• _Selected excerpt_
━━━

Agent Trajectory Preflight¶
When every generation costs tokens, compute, and user attention, catching a likely-to-fail prompt before the model runs saves all three. The trajectory simulator runs a small fan-out of cheap sampled trajectories, scores each, and returns a verdict — proceed, warn, or halt — that the gateway can act on without ever calling the full model.
The flow¶
prompt ──► TrajectorySimulator.preflight
│
├──► Actor.sample(prompt, seed=17) ──┐
├──► Actor.sample(prompt, seed=18) │ N draws
├──► … │ (default 8)
└──► Actor.sample(prompt, seed=24) ──┘
│
└──► CoherenceScorer.review(prompt, draw)

━━━

• _Exercise instructions_
1 - Do these statements agree with the trajectory preflight page? Answer yes or no for each and quote the words that decide it: (a) The simulator returns one of three verdicts. (b) The gateway has to call the full model before it can act on the verdict. (c) By default, the simulator samples eight trajectories.
2 - Continue the trajectory preflight page from the point where its text stops.

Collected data
━━━

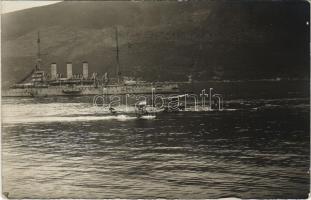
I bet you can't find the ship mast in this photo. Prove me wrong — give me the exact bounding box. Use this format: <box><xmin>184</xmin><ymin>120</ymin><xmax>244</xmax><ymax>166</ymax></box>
<box><xmin>115</xmin><ymin>27</ymin><xmax>121</xmax><ymax>83</ymax></box>
<box><xmin>36</xmin><ymin>31</ymin><xmax>42</xmax><ymax>70</ymax></box>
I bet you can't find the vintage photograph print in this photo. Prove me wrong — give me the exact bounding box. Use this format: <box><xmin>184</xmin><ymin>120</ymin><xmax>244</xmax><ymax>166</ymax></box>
<box><xmin>1</xmin><ymin>0</ymin><xmax>310</xmax><ymax>199</ymax></box>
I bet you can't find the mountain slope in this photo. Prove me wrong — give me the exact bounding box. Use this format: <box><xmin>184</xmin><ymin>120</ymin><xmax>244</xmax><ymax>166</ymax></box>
<box><xmin>2</xmin><ymin>1</ymin><xmax>309</xmax><ymax>86</ymax></box>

━━━

• _Written answers_
1 -
(a) Yes: "returns a verdict — proceed, warn, or halt"
(b) No: "that the gateway can act on without ever calling the full model"
(c) Yes: "(default 8)"

2 -
│
└──► halt_rate + CI + action
The actor is any object with a sample(prompt, seed) -> list[str]
method. In production it wraps a small distilled LLM; in tests and
smoke runs it can be a deterministic mock. The scorer is any
object with the standard review(prompt, action) interface — the
shipped CoherenceScorer plugs in unchanged.
Minimal reproduction¶
from director_ai.core import CoherenceScorer, GroundTruthStore
from director_ai.core.trajectory import TrajectorySimulator
from director_ai.core.actor import MockGenerator
class MockActor:
"""Wrap the shipped MockGenerator to match the Actor protocol."""
def __init__(self) -> None:
self._gen = MockGenerator()
def sample(self, prompt: str, seed: int) -> list[str]:
# Mock generator is deterministic under a fixed seed. Real
# actors draw from a distilled LLM with ``seed`` controlling
# sampling noise.
candidates = self._gen.generate_candidates(prompt, n=1)
return candidates[0]["text"].split() if candidates else []
store = GroundTruthStore()
store.add("capital", "Paris is the capital of France.")
scorer = CoherenceScorer(threshold=0.6, ground_truth_store=store)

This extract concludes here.